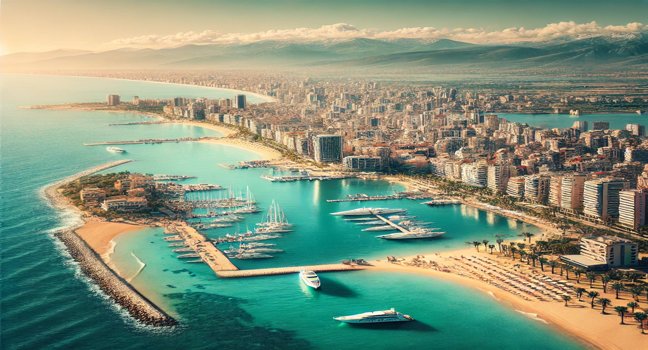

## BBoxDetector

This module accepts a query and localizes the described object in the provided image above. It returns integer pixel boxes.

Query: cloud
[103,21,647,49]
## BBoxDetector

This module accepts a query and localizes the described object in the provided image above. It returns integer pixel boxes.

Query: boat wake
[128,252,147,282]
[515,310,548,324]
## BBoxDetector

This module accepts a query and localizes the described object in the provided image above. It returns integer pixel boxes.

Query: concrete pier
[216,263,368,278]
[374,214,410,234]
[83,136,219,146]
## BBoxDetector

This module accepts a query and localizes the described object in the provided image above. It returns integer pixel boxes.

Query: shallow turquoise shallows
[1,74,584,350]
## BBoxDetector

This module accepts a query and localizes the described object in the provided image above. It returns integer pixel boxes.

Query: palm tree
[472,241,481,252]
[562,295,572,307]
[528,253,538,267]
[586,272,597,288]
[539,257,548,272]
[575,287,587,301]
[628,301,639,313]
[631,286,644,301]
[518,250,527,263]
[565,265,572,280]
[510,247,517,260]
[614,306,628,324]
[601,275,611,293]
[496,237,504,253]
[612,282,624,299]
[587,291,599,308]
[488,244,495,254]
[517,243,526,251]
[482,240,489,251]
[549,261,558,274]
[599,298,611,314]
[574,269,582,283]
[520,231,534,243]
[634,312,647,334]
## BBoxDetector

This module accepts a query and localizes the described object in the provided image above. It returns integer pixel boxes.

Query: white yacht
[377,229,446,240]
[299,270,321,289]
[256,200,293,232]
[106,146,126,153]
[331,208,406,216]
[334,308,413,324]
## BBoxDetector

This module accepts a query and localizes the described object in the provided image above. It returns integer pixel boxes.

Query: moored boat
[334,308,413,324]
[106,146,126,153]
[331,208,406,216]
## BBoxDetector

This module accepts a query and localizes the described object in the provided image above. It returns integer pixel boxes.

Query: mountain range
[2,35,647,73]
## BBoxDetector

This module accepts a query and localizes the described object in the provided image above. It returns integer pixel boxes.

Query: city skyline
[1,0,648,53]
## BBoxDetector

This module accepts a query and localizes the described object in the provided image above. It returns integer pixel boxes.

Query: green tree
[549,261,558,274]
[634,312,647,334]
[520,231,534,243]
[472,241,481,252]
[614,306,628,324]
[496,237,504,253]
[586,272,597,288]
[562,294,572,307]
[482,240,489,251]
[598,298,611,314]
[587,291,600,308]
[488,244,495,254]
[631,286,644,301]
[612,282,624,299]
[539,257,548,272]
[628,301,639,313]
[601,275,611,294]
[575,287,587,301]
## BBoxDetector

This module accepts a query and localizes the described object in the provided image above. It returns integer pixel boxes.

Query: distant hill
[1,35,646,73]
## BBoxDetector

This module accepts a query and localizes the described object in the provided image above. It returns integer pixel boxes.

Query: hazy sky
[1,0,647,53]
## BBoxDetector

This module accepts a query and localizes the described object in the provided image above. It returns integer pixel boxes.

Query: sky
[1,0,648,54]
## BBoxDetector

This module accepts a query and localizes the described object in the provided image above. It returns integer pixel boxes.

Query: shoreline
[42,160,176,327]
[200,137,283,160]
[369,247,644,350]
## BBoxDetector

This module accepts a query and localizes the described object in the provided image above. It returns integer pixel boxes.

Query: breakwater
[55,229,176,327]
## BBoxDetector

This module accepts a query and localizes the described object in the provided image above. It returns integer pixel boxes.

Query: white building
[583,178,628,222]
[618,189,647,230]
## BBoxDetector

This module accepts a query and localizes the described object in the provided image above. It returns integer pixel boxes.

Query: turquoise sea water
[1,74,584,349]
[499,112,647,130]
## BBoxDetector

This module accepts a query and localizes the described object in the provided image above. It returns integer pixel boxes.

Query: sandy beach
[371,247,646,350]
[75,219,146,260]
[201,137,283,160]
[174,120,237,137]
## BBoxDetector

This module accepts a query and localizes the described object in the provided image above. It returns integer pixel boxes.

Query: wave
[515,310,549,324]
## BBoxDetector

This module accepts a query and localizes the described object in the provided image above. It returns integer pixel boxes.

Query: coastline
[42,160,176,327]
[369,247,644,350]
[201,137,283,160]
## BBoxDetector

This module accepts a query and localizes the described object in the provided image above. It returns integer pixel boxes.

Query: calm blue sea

§ **Exercise brief**: Output the data above in full and exactly, with every image left out.

§ **Response for this exercise**:
## BBoxDetector

This module accepts a query and localizes the described object in the provided image above. It returns integer pixel boxes.

Query: cloud
[103,21,647,49]
## BBoxDetector

This module accepts a query and localizes the described object in the provided image above. It returns integer pixel boxes.

Query: boat wake
[128,252,147,282]
[515,310,548,324]
## BBoxDetector

This module accepts a query and localizes the described object in the provided image above. It returns integer pixel boxes.

Query: concrete pier
[216,263,368,278]
[374,214,410,234]
[83,136,219,146]
## BBoxDetector

This module accepts a query and localizes the described object in the provided image above. It returns integer pixel boxes.

Query: shallow turquoise shallows
[1,74,584,350]
## BBoxDetector

This module accepts a query and localizes the described object in the provided image above. It returns integer pixel boxes.

Query: palm tree
[472,241,481,252]
[562,295,572,307]
[528,253,538,267]
[586,272,597,288]
[539,257,548,272]
[575,287,587,301]
[628,301,639,313]
[631,286,644,301]
[518,250,527,263]
[565,265,572,280]
[510,247,517,260]
[614,306,628,324]
[601,275,611,293]
[496,237,504,253]
[612,282,624,299]
[587,291,599,308]
[488,244,495,254]
[517,243,526,251]
[482,240,489,251]
[549,261,558,274]
[599,298,611,314]
[574,269,582,283]
[520,231,534,243]
[634,312,647,334]
## BBoxDetector

This module accepts a query and localizes the described object in the provided image above. It returns integer pixel boxes.

Query: white yacht
[377,229,446,240]
[299,270,321,289]
[256,200,293,232]
[106,146,126,153]
[331,208,406,216]
[334,308,413,324]
## BBoxDetector

This module accepts a query and localizes the described object in the provided image above. It returns integer pixel boxes.

Query: moored boat
[334,308,413,324]
[106,146,126,153]
[331,208,406,216]
## BBoxDetector

This module accepts a query and localizes the described object in the provided image above. It returns integer pixel boxes.

Query: mountain range
[2,35,647,73]
## BBoxDetector

This module accepts a query and localizes the described object in the provided image above. It returns integer pixel boxes.

Query: city skyline
[1,0,648,53]
## BBoxDetector

This module accepts a query and localizes the described object in the provided image above. It returns integer pixel boxes.

Query: green tree
[549,261,558,274]
[634,312,647,334]
[520,231,534,243]
[472,241,481,252]
[614,306,628,324]
[496,237,504,253]
[586,272,597,288]
[562,294,572,307]
[482,240,489,251]
[598,298,611,314]
[587,291,600,308]
[488,244,495,254]
[631,286,644,301]
[612,282,624,299]
[539,257,548,272]
[628,301,639,313]
[601,275,611,294]
[575,287,587,301]
## BBoxDetector

This module accepts a query and localizes the described object in the provided image above. It returns integer pixel boxes.

Query: distant hill
[1,35,646,73]
## BBoxDetector

This module accepts a query and localizes the described object in the provided image above. It returns integer pixel boxes.

Query: hazy sky
[1,0,647,53]
## BBoxDetector

This module accepts a query and localizes the described object in the provided image above. It returns integer pixel boxes.

Query: sky
[1,0,648,54]
## BBoxDetector

This module accepts a query and localizes the described object in the provided image above. It returns integer pixel boxes.

Query: shoreline
[42,160,176,327]
[200,137,283,160]
[369,247,644,350]
## BBoxDetector

This module accepts a query and localizes the described object in the provided image above. It returns integer pixel boxes.

Query: breakwater
[55,229,176,327]
## BBoxDetector

This module accepts a query and localizes the described object in the provided image above. It returns integer pixel boxes.

Query: white building
[583,178,628,222]
[618,189,647,230]
## BBoxDetector

This module accepts a query and localizes the described object in the provided image above. It returns integer pixel boxes.

Query: turquoise sea water
[1,74,584,349]
[499,112,647,130]
## BBoxDetector

This module accepts a query and localizes the described object in the provided image above. It returns integer pixel boxes.

Query: sandy beach
[371,247,646,350]
[75,219,146,260]
[201,137,283,160]
[174,120,237,137]
## BBoxDetector

This module accepts a query and localizes the described object in the provided image above. It returns integer pixel boxes.

Query: wave
[515,310,549,324]
## BBoxDetector

This module accepts a query and localizes the described object in the provided image above. It returns integer pixel boxes.

Query: coastline
[42,160,176,327]
[369,247,644,350]
[201,137,283,160]
## BBoxDetector

This module accepts a query and localizes the described object in the provided image above. It returns integer pixel boxes.

Query: calm blue sea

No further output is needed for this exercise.